◆ WORK INSTRUCTIONS:
Without changing anything, output the records below.
◆ ◆ ◆
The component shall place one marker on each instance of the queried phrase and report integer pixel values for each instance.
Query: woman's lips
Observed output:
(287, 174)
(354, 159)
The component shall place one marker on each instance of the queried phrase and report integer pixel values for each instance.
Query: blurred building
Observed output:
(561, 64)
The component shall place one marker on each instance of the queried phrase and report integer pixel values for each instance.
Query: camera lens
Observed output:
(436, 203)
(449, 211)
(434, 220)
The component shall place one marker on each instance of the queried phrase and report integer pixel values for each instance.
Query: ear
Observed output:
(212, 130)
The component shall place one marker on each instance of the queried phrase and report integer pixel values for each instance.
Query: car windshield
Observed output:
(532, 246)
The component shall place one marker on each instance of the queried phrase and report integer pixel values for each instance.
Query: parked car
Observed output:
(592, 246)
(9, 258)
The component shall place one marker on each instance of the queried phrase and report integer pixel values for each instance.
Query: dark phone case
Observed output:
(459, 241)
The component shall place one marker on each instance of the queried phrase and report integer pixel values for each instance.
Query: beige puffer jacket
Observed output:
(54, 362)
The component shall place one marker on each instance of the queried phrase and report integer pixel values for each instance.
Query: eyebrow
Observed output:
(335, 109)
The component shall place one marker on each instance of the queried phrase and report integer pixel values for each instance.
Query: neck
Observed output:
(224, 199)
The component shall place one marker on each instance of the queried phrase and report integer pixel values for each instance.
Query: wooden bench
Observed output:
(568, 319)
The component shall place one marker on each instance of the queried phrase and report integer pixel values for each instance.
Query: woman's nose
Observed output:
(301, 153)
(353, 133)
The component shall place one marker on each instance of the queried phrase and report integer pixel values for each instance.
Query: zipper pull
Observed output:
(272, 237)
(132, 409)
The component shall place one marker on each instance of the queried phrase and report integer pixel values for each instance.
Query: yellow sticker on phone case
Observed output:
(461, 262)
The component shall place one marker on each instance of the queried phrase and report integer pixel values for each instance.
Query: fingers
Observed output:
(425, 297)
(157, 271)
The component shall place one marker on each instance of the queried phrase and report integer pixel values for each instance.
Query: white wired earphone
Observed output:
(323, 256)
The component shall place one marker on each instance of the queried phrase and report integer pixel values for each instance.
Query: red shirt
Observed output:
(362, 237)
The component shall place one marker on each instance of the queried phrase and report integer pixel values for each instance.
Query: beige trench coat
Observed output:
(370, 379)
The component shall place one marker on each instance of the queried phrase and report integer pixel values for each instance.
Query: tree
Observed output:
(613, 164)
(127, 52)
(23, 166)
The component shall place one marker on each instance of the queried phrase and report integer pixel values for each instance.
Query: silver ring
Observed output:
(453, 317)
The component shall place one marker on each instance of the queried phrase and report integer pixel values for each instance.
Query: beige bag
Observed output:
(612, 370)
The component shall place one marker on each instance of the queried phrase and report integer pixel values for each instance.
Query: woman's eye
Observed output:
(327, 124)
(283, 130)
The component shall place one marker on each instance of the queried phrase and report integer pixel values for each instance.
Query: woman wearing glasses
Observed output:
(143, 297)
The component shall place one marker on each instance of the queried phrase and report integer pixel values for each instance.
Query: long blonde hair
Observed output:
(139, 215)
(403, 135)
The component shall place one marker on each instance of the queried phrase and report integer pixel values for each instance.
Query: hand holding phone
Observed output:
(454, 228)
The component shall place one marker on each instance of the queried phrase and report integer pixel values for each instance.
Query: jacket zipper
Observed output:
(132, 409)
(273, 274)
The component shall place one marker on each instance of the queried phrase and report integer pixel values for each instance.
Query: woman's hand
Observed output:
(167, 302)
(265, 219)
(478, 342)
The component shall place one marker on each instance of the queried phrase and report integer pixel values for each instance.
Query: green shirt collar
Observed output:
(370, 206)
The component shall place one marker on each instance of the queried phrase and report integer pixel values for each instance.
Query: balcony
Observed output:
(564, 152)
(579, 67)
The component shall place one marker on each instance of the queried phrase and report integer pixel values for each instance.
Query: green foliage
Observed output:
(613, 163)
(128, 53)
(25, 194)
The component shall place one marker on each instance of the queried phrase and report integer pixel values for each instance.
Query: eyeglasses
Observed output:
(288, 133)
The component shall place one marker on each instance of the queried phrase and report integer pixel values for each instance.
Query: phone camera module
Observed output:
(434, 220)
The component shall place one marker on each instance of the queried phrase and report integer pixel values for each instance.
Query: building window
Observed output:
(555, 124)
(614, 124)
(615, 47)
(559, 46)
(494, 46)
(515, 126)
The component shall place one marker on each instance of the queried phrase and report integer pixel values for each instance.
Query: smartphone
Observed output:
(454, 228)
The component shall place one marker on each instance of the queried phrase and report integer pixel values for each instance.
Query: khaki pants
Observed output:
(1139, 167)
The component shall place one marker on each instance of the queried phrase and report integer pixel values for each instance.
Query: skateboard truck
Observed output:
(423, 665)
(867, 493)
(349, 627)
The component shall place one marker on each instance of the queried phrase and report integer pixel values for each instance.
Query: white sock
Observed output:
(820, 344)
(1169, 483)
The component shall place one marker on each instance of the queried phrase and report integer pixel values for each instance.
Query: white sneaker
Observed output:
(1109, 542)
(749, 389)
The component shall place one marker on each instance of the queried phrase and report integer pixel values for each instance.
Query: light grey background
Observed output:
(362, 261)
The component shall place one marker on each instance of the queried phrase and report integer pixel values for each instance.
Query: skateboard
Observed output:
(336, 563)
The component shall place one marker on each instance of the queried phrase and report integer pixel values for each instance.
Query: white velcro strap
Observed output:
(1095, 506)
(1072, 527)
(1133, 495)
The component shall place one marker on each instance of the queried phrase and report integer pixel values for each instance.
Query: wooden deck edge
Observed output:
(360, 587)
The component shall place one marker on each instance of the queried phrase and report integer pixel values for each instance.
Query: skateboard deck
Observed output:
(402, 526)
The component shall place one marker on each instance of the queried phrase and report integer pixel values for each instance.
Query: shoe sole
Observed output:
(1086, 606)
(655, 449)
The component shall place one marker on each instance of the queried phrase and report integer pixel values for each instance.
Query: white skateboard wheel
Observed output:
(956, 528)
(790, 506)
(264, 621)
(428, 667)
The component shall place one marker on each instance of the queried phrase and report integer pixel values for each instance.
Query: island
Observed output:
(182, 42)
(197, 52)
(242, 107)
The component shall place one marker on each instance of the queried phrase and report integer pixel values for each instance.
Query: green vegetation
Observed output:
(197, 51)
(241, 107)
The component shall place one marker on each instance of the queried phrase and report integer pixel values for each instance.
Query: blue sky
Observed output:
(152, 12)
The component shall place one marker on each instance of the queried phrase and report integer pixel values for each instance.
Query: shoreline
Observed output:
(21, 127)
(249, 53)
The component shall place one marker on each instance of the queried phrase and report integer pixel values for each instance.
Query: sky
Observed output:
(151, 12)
◆ ◆ ◆
◆ SOLUTION TO THE PROBLEM:
The component shall place one marker on each instance of the queried phrase and report integer pixel values for each instance.
Query: woman's lips
Observed output:
(287, 174)
(354, 159)
The component shall place one marker on each instance of the queried phrase and report integer pixel values for each instance.
Query: blurred building
Observed output:
(561, 64)
The component shall place one marker on each instance of the queried phrase and report integer pixel values for each instance.
Query: camera lens
Observed output:
(436, 203)
(449, 211)
(434, 220)
The component shall place one marker on each instance of the queried phrase and report integer pixel values for each instance.
Query: ear
Observed output:
(212, 130)
The component shall place one marker on each instance of the queried phrase and report integer pixel values for each instance.
Query: car windshield
Observed output:
(532, 246)
The component shall place one marker on each instance of the queried phrase and report integer pixel values for each instance.
Query: parked car
Observed output:
(592, 246)
(9, 258)
The component shall place one marker on each instance of the queried phrase and report integer pixel values for each instance.
Query: dark phone case
Observed output:
(459, 241)
The component shall place one marker on each instance of the queried phrase and report integer pixel values for each instance.
Query: beige puffer jacket
Observed output:
(54, 362)
The component shall place one marker on each instance of the queried phrase and report integer pixel values for each instance.
Query: eyebrow
Observed output:
(335, 109)
The component shall place one marker on each instance of the queried phrase and report integer pixel values for each instance.
Query: neck
Observed output:
(224, 199)
The component shall place one marker on each instance of the queried phrase and report integer pixel values for each instance.
Query: wooden bench
Observed output:
(568, 319)
The component shall place one marker on each instance of the queried phrase and report integer pixel values for each instance.
Query: woman's nose
Observed output:
(301, 153)
(353, 133)
The component shall place one marker on each instance of the queried phrase and report integer pixel values for each instance.
Query: zipper pull
Observed output:
(272, 237)
(132, 409)
The component shall place one marker on each instance of the queried phrase and report integer pixel values for each instance.
Query: yellow sticker on phone case
Observed output:
(461, 262)
The component shall place one marker on each instance of the queried phrase and report integer pixel values for each instance.
Query: fingers
Observed output:
(425, 297)
(157, 271)
The component shall place one marker on each instance of the queried phrase and report integer pixel values for each instance.
Query: white wired earphone
Observed output:
(323, 256)
The component shall place one marker on each instance of the queried phrase and report integer pixel values for each instance.
Query: red shirt
Observed output:
(362, 237)
The component shall place one marker on each instance of the queried phrase and report integer pixel values for each instance.
Query: beige trench coat
Observed output:
(370, 379)
The component shall place one marker on each instance of the queried phrase and report integer pixel values for each instance.
Query: tree
Observed output:
(613, 164)
(127, 52)
(23, 166)
The component shall place one marker on each instance of the queried phrase and report integer pixel values for each instance.
Query: silver ring
Observed output:
(453, 317)
The component shall place one marker on each instance of the queried phrase and report integer pixel values for each instance.
Query: beige bag
Observed output:
(612, 370)
The component shall place one marker on each instance of the queried phrase and report integer pixel values for each instance.
Query: woman's eye
Observed output:
(327, 124)
(283, 130)
The component shall place one marker on each instance of the queried phrase and report integer pixel values for each instance.
Query: woman wearing glasses
Observed output:
(143, 297)
The component shall place one marker on each instance of the queried phrase and report integer pixel values for each instance.
Query: long blonde hair
Observed output:
(139, 215)
(403, 135)
The component shall place one marker on each instance of the queried phrase and report integer pixel values for each instance.
Query: hand holding phone
Observed output:
(454, 228)
The component shall place one marker on each instance of the queried phrase and report integer pixel values for each instance.
Query: jacket zipper
Observed output:
(132, 409)
(273, 274)
The component shall place one marker on each instance of the queried phrase and report integer pixel values for each instance.
Query: woman's hand
Observed output:
(167, 302)
(265, 219)
(478, 342)
The component shall place one marker on each instance of the queried phrase and report integer pixel values for each instance.
Query: green shirt collar
Observed output:
(370, 206)
The component shall place one marker on each instance of the queried phrase and report integer pixel values for each instance.
Query: balcony
Observed output:
(564, 152)
(579, 67)
The component shall place one marker on each instance of the queried phrase and report integer pixel values for each instance.
Query: green foliage
Observed output:
(613, 163)
(128, 53)
(25, 194)
The component shall place one marker on each instance of the queried phrase and report integer pixel values for each instance.
Query: eyeglasses
Observed output:
(288, 133)
The component shall place one marker on each instance of the queried phrase and report integer pixel values for each instance.
Query: phone camera module
Observed output:
(434, 220)
The component shall place one marker on each instance of the queried phrase and report integer pixel values for each instance.
Query: building window
Observed output:
(555, 124)
(614, 124)
(615, 47)
(559, 46)
(494, 46)
(515, 126)
The component shall place one marker on each instance of the queried phrase and report integer pixel values for each instance.
Query: smartphone
Observed output:
(454, 228)
The component shall place one marker on each instance of the queried phrase and report integer pixel values for each instance.
Query: khaki pants
Observed output:
(1139, 167)
The component shall place one marker on each instance of the queried phrase and report integer pixel values for each instance.
Query: skateboard truck
Observed output:
(423, 665)
(867, 493)
(349, 627)
The component shall place one marker on each instance of the queried phrase and report integer pixel values for each instance.
Query: white sock
Observed output:
(820, 344)
(1169, 483)
The component shall place one marker on each instance of the queried phrase and report integer pixel values for each instance.
Query: white sneaker
Observed output:
(1109, 542)
(749, 389)
The component shall place one marker on each instance of the queried phrase and report integer pixel values for each instance.
Query: light grey background
Observed output:
(362, 261)
The component shall place one marker on each instance of the queried phrase and report integer pixel values for each instance.
Query: skateboard
Observed output:
(336, 563)
The component shall place one marker on each instance of the queried phrase and report integer pixel values for each instance.
Query: white velcro strap
Observed output:
(1095, 506)
(1072, 527)
(1133, 495)
The component shall place one marker on each instance of the queried phrase and report integer pixel values for each instance.
Query: wooden deck edge
Observed output:
(360, 587)
The component shall place one marker on each instance of the queried phrase and report integer pixel values for each instance.
Query: skateboard deck
Observed output:
(402, 526)
The component shall place one marker on each instance of the queried phrase and report integer pixel values for each instance.
Query: shoe sole
Observed output:
(1086, 606)
(655, 449)
The component shall place one marker on each instance of the queried phrase and report integer pixel values for each instance.
Query: white skateboard wheel
Observed output:
(956, 528)
(790, 506)
(264, 621)
(428, 667)
The component shall place one marker on each instance of the queried phrase and report integer pixel values for each instance.
Query: island
Observed output:
(182, 42)
(197, 52)
(242, 107)
The component shall place one marker on each instance of the queried phrase and report integer pixel values for each instance.
Query: green vegetation
Observed output:
(197, 51)
(241, 107)
The component shall place one marker on each instance of the queried phrase and report integer pixel values for each instance.
Query: blue sky
Observed output:
(152, 12)
The component shall place one marker on each instance of the queried phrase and report integer pixel values for each instance.
Query: shoreline
Observed output:
(21, 127)
(249, 53)
The component shall place one marker on each instance of the queried phrase and report integer pixel values for each instance.
Query: sky
Observed output:
(151, 12)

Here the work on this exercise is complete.